▶ [Permintaan Tugas 1]
Cetak persis bagian teks tentang Idul Fitri yang diawali kata-kata "Selain mudik, salah" dan diakhiri "Ied atau mudik?".

▶ [Teks Sumber]
Maka dalam Islam, ada 2 jenis hari raya yang wajib umatnya bergembira. Idul Fitri dan Idul Adha.

Maaf memaafkan menjadi kebiasaan saat Idul Fitri dan Idul Adha, mengapa ini harus dilakukan?

Saat Ramadan, umat Islam melakukan Ibadah panuh, saat Idul Fitri dianggap kembali ke fitra-nya. Dia seperti dilahirkan kembali. Untuk menyempurnakan, maka dia minta maaf atas kesalahan-kesalahan yang sudah diperbuat. Ketika bersalahaman, dianggap tidak ada dosa. Nabi pun melakukan itu ke keluarganya.

Selain mudik, salah satu kebiasaan lebaran di Indonesia adalah membeli pakaian baru. Masyarakat berbondong-bondong untuk belanja. Bagaimana sebenarnya pandangan Islam soal ini?

Dalam ajaran Islam yang baru itu hanya pakaian, itu sunnah. Ketika kita salat Ied, disunnahkan memakai pakaian baru dan bersih. Tapi terjemahanya di kalangan Indonesia semua serba baru. Sebenarnya tidak apa-apa, asal jangan berlebihan. Sehingga mengganggu pengeluaran lain.

Begitu juga saat mudik. Banyak yang mendahulukan mudik daripada salat Ied. Bagaimana menurut pandangan Agama?

Salat Ied itu sunnah. Tidak dikerjakan juga tak apa-apa. Pulang kampung juga jika tidak dikerjakan tidak apa-apa.

Mana dulu yang harus didahulukan, salat Ied atau mudik?

Menghormati orang tua itu jauh lebih bagus daripada melakukan sunnah-sunnah yang lain. Jika mudik untuk bertemu orangtua, itu harus didahulukan. Tapi dengan catatan tidak memaksa diri. Kita harus ingat zakat fitrah dibayarkan dulu.

Banyak kalangan yang berpendapat, zakat mempunyai potensi untuk mengurangi kemiskinan di Indonesia. Bagaimana pandangan Anda?

[Entri data yang tersimpan]
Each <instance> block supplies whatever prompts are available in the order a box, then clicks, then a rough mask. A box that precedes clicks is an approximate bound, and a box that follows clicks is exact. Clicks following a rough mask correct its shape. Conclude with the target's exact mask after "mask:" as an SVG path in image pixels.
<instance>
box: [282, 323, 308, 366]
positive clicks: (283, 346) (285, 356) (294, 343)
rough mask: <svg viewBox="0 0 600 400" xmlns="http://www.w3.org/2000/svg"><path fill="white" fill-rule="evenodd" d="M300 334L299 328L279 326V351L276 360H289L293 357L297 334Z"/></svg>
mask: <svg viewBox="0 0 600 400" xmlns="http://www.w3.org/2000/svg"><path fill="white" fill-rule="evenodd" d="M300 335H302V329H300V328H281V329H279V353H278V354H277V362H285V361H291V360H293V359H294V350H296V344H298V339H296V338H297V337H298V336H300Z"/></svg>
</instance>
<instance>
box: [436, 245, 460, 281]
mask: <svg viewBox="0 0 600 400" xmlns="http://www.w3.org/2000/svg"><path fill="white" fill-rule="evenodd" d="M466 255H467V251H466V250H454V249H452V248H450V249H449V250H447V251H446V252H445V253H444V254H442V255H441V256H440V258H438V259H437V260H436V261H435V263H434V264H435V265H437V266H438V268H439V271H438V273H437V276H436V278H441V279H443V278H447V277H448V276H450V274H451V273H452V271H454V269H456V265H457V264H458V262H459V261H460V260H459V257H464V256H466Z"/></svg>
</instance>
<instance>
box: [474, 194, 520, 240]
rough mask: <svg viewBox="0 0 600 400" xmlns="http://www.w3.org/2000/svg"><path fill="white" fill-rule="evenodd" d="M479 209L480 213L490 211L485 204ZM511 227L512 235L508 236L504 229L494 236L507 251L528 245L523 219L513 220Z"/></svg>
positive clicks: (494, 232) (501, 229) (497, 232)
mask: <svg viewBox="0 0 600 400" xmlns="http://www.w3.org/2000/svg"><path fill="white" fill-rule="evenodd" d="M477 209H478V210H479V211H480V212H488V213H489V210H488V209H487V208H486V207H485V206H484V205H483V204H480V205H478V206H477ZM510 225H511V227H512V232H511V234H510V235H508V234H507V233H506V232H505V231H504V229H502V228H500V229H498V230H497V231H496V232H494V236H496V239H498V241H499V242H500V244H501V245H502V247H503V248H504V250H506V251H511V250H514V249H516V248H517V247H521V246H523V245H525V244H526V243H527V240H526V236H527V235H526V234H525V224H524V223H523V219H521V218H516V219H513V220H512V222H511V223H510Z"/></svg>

▶ [Permintaan Tugas 2]
Hitung baris catatan yang memuat kata "positive", dengan membedakan huruf besar dan kecil. Tuliskan angkanya saja.

▶ [Jawaban Latihan 1]
Selain mudik, salah satu kebiasaan lebaran di Indonesia adalah membeli pakaian baru. Masyarakat berbondong-bondong untuk belanja. Bagaimana sebenarnya pandangan Islam soal ini?

Dalam ajaran Islam yang baru itu hanya pakaian, itu sunnah. Ketika kita salat Ied, disunnahkan memakai pakaian baru dan bersih. Tapi terjemahanya di kalangan Indonesia semua serba baru. Sebenarnya tidak apa-apa, asal jangan berlebihan. Sehingga mengganggu pengeluaran lain.

Begitu juga saat mudik. Banyak yang mendahulukan mudik daripada salat Ied. Bagaimana menurut pandangan Agama?

Salat Ied itu sunnah. Tidak dikerjakan juga tak apa-apa. Pulang kampung juga jika tidak dikerjakan tidak apa-apa.

Mana dulu yang harus didahulukan, salat Ied atau mudik?

▶ [Jawaban Latihan 2]
2